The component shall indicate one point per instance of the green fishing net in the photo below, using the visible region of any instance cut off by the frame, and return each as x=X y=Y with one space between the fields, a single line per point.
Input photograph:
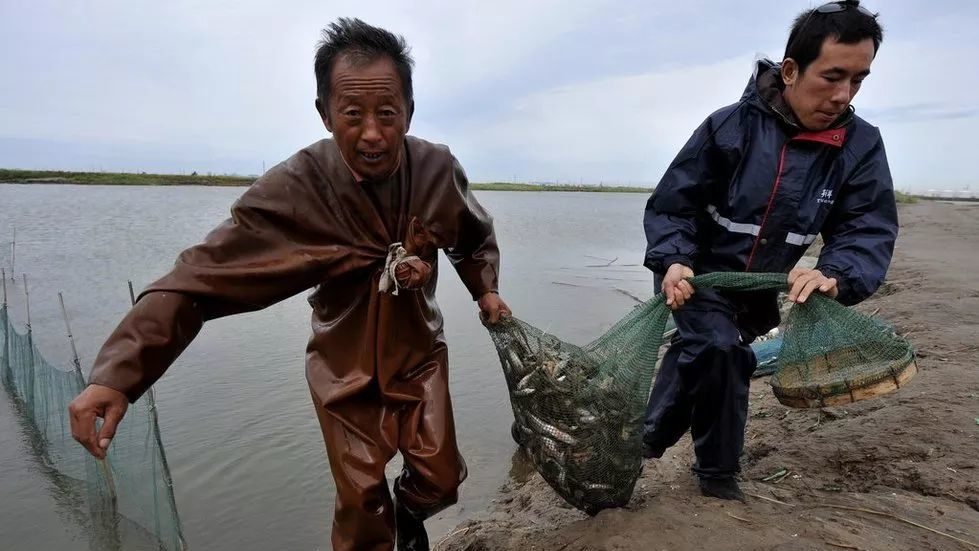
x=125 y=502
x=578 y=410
•••••
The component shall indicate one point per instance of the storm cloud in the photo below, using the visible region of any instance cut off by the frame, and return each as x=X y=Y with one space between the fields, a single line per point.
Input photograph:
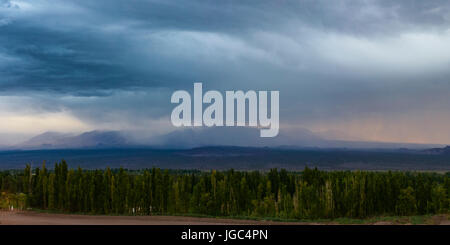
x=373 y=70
•••••
The answer must consist of every line above that holds the string "return", copied exactly.

FINISHED EXERCISE:
The component shall indicate one point per instance of the green fishing net in the photo below, using the visible region of any instance cut off by the frame, and return each as x=X y=Y with one space between the fields, a single line per point.
The component shall indicate one point per instance of the storm cloud in the photo below, using the visible region of any instance cut off by the frame, and return each as x=X y=Y with one space between the fields, a single line per point.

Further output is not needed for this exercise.